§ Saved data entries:
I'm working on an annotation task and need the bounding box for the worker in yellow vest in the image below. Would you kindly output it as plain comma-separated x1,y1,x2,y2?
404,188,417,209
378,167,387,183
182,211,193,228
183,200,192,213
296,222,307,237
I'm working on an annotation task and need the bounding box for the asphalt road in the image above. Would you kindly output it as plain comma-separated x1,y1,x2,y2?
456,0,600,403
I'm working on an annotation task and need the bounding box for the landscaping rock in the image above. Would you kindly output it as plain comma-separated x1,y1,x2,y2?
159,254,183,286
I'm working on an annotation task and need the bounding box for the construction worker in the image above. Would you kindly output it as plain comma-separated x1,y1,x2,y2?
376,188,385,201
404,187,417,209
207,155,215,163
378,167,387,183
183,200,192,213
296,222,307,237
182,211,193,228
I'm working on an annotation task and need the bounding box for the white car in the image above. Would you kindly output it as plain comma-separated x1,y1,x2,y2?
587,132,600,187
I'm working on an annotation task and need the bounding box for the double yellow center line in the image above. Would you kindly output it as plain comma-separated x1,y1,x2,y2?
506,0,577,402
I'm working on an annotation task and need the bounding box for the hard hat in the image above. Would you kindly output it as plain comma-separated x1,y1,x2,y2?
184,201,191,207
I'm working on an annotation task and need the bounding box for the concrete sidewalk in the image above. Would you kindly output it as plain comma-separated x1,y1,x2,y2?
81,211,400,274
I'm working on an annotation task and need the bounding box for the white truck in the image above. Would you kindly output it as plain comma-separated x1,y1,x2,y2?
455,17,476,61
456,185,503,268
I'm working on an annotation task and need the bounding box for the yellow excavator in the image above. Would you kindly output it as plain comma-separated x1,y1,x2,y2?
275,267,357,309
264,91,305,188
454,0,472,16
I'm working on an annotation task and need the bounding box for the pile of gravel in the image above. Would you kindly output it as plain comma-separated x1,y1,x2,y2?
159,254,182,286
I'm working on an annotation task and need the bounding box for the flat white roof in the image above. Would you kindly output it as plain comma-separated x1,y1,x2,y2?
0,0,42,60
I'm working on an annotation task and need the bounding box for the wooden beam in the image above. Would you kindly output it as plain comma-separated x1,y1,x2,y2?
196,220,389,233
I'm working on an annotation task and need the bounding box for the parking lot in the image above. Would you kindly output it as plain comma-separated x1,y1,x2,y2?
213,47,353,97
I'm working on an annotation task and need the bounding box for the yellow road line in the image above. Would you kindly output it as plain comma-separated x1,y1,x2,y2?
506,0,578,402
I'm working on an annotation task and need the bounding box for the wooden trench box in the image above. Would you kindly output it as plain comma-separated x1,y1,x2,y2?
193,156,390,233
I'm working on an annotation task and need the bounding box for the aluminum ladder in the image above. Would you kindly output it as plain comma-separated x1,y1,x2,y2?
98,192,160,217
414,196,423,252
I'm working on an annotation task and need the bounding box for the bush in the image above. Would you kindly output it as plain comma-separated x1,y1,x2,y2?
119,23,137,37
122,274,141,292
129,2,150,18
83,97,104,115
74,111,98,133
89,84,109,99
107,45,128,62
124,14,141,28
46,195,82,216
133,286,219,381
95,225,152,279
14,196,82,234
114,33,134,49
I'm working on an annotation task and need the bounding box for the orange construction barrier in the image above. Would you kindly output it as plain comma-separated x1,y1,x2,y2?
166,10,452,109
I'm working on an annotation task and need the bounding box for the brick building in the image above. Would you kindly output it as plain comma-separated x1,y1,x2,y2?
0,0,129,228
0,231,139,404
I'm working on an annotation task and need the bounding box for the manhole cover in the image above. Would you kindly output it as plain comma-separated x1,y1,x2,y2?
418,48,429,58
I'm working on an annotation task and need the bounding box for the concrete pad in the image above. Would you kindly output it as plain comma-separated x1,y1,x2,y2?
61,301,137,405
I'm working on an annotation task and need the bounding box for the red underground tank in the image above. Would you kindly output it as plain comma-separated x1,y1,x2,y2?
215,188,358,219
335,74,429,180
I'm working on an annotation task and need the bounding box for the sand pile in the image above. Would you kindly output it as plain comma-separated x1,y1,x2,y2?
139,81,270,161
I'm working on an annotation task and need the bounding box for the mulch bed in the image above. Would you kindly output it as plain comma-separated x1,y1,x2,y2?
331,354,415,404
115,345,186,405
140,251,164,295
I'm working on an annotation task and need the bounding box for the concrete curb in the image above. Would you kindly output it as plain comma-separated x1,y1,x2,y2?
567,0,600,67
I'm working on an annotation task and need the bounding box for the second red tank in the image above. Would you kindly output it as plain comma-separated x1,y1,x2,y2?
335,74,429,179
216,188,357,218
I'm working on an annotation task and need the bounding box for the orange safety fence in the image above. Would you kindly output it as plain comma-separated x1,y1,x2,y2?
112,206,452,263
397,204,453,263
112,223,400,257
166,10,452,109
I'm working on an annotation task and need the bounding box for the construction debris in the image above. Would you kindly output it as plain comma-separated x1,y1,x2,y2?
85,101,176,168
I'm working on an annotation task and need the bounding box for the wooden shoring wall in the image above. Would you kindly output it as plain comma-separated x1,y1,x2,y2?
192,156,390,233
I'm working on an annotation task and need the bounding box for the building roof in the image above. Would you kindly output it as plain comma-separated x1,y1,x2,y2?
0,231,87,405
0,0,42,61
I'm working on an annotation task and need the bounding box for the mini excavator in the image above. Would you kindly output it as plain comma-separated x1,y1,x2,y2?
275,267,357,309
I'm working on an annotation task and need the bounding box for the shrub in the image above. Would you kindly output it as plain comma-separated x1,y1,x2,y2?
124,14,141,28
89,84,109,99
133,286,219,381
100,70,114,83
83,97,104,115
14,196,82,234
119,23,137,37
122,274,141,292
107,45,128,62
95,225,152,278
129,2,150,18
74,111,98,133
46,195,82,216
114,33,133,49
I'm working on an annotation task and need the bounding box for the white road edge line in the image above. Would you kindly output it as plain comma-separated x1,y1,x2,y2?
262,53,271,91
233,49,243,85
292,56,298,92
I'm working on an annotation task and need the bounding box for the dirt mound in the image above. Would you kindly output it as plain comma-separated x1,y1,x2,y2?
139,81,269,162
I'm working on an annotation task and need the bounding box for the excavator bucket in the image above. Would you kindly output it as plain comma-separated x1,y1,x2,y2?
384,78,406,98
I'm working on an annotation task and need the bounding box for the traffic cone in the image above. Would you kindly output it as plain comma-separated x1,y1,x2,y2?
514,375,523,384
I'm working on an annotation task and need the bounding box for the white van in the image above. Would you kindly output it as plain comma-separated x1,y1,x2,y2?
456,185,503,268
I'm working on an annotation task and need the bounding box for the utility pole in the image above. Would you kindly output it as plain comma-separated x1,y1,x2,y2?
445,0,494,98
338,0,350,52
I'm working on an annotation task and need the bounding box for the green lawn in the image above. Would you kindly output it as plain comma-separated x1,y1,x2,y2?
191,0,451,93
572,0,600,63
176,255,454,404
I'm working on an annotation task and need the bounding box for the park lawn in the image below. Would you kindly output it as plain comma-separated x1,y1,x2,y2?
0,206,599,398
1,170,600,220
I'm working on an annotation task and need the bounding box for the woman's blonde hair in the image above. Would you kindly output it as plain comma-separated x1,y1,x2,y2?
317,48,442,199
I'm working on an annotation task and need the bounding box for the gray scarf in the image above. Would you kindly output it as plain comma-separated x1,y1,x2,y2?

§ What to produce:
Word for word, restate all of the records.

§ Answer space:
I'm working on an annotation task and need the bounding box for the worker in yellow vest in the image below. Would you kindly output it as plain comma-separated x1,y1,x2,y2?
404,188,417,209
378,167,387,183
182,211,193,228
183,200,192,213
296,222,307,237
I'm working on an annotation task and need the bounding box for the asphalt road in the image above. Would you kindly output it as plain comma-separated x1,y1,x2,y2?
456,0,600,403
I'm working on an annotation task and need the bounding box for the landscaping rock in the image above. Would you kindly output it as plain comma-separated x1,y1,x2,y2?
159,254,183,286
I'm working on an annotation task and need the bounding box for the construction worker in the image above. Would you kindly output it as plain comma-separated x1,y1,x2,y2?
376,188,385,201
404,187,417,209
207,155,215,163
378,167,387,183
183,200,192,213
296,222,307,237
182,211,193,228
I'm working on an annotation task and need the bounding box for the white car in the image above. Would you kindly output it as plain comma-separated x1,y1,x2,y2?
587,132,600,187
I'm working on an annotation task and need the bounding box for the double yellow center line in the image above. Would you kindly output it as plain comma-separated x1,y1,x2,y2?
506,0,577,402
I'm working on an annotation task and need the bounding box for the hard hat in the image above. Would you kindly output it as plain comma-separated x1,y1,x2,y2?
184,201,191,207
I'm working on an annotation task and need the bounding box for the concrete sidewalk in the image above. Would you kindly output it as plain comma-separated x1,y1,x2,y2?
81,211,400,274
I'm working on an annotation task and need the bounding box for the white truck in the image above. Would you kindly output it as plain comma-separated x1,y1,x2,y2?
455,17,476,61
456,185,503,268
I'm working on an annotation task and need the bounding box for the yellow excavator in the image above. Would you kindly output it as plain comma-separated x1,y1,x2,y2?
275,267,357,309
264,91,305,188
454,0,472,16
I'm working on an annotation task and need the bounding box for the pile of gravel in the image above. Would you kindly output it as plain comma-separated x1,y1,x2,y2?
159,254,182,286
I'm working on an annotation task and need the bounding box for the flat white roof in the image above. Would you kindly output it as plain comma-separated x1,y1,x2,y2?
0,0,42,60
I'm working on an annotation task and need the bounding box for the wooden beam in the image above. Would you kindly output it as plain comma-separated x1,y1,x2,y2?
196,220,389,233
I'm working on an annotation task and need the bounding box for the parking lot in the image above. Would you kindly output it as plain comma-separated x1,y1,x2,y2?
213,47,353,97
I'm working on an annotation task and need the bounding box for the yellow road line in the image above. Would you kindly output it as plain comma-separated x1,y1,x2,y2?
506,0,578,402
I'm working on an annotation task and need the bounding box for the wooden trench box in the image above. Would you kindly output it as plain comma-separated x1,y1,x2,y2?
193,156,390,233
I'm working on an annotation task and need the bounding box for the aluminum ladder in the image above. Would you kindly output it as plain comma-separated x1,y1,x2,y2?
98,192,160,217
414,196,423,252
I'm working on an annotation task and need the bounding box for the bush in the image above. Would you kindly output it as plain comma-separated x1,y1,x2,y2?
119,23,137,37
122,274,141,292
129,2,150,18
83,97,104,115
74,111,98,133
89,84,109,99
107,45,128,62
124,14,141,28
46,195,82,216
133,286,219,381
95,225,152,279
14,196,82,234
114,33,134,49
I'm working on an annotation task and need the bounding box for the orange construction barrier in the image above. Would you kindly output it as plain comma-separated x1,y1,x2,y2?
166,10,452,109
I'm working on an annotation task and need the bounding box for the brick building in the image above. Would you kindly output it as plain comma-separated x1,y1,x2,y2?
0,0,129,228
0,231,139,404
I'm working on an annotation task and need the bounding box for the manhole cover in the image above. Would you kindly output it as plain comma-separated x1,y1,x2,y2?
418,48,429,58
I'm working on an annotation task and need the bounding box for the concrete pad in the image above. Would you kindly output it as plain comma-separated x1,y1,x2,y2?
61,301,137,405
I'm working on an annotation task and need the bounding box for the red underground tank in the image above. Would you kindly output it as plain comma-separated x1,y1,x2,y2?
215,188,358,219
335,74,429,180
I'm working on an annotation task and need the bounding box for the sand pile in the image above. Would you kindly output it as plain comma-separated x1,y1,x2,y2?
139,81,270,161
I'm working on an annotation task and need the bounding box for the mulch bed in the image above. Would you kindly output it as plain comma-separated x1,y1,x2,y2?
331,354,415,404
115,345,186,405
140,251,164,295
I'm working on an annotation task and need the bounding box for the concrete curb in the image above. Would you kindly output it as plain comma-separated x1,y1,x2,y2?
567,0,600,67
I'm working on an annotation task and need the bounding box for the second red tank in the image above. Would you kindly output it as plain comma-separated x1,y1,x2,y2?
335,74,429,179
216,188,357,218
I'm working on an annotation task and need the bounding box for the orange safety fence in the image above. Would you kindly output it as plain comma-separated x1,y1,x2,y2?
112,206,452,263
397,204,453,263
112,223,400,257
166,10,452,109
I'm working on an annotation task and need the bounding box for the construction debris in the image above. Would you kindly output it as plain comma-separated x1,y1,x2,y2?
85,101,176,168
I'm working on an annotation task and need the bounding box for the wooden shoring wall in the image above. Would you kindly output it as plain comma-separated x1,y1,x2,y2?
192,156,390,233
I'm working on an annotation task and need the bounding box for the building roof in the image above. Would you kindly output it as plain comma-separated x1,y1,x2,y2?
0,231,87,405
0,0,42,61
I'm working on an annotation task and need the bounding box for the mini excavator in the image above. Would you kindly output it as plain comma-separated x1,y1,x2,y2?
275,267,357,309
I'm working on an annotation task and need the bounding box for the shrub in the image above. Would you kindly output it as plain comma-separated x1,y1,x2,y2?
124,14,141,28
89,84,109,99
133,286,219,381
100,70,114,83
83,97,104,115
14,196,82,234
119,23,137,37
122,274,141,292
107,45,128,62
95,225,152,278
129,2,150,18
74,111,98,133
46,195,82,216
114,33,133,49
I'm working on an annotation task and need the bounding box for the white road edge line in the image above. Would you kindly output it as plain comma-separated x1,y1,x2,y2?
262,53,271,91
233,49,243,85
292,56,298,92
I'm working on an annotation task and need the bounding box for the dirt mound in the image above. Would you kindly output it as plain comma-separated x1,y1,x2,y2?
139,81,269,162
I'm working on an annotation task and need the bounding box for the excavator bucket in the image above. Would you kindly output it as plain comma-separated x1,y1,x2,y2?
384,78,406,98
I'm working on an annotation task and need the bounding box for the traffic cone in the image above. Would you kindly output it as plain comma-separated x1,y1,x2,y2?
514,375,523,384
I'm working on an annotation task and need the bounding box for the white van in the image above. Would you kindly output it as plain comma-separated x1,y1,x2,y2?
456,185,503,268
I'm working on an annotation task and need the bounding box for the utility pole in the image above. Would you kindly output it as plain comma-separated x1,y1,x2,y2?
445,0,494,98
338,0,350,52
I'm working on an annotation task and need the bounding box for the green lawn in the image above. Would you kindly output it as plain comma-separated x1,y1,x2,y2?
191,0,451,93
572,0,600,63
176,255,454,404
I'm working on an annotation task and need the bounding box for the park lawn in the image below. Would you kindly output it as plain comma-separated x1,y1,x2,y2?
0,206,599,398
1,170,600,220
I'm working on an annotation task and need the bounding box for the woman's blonde hair in the image above. Would you kindly output it as plain comma-separated x1,y1,x2,y2?
317,48,442,199
I'm working on an annotation task and need the bounding box for the gray scarf in the image above. Would you kindly output it as plain comma-separated x1,y1,x2,y2?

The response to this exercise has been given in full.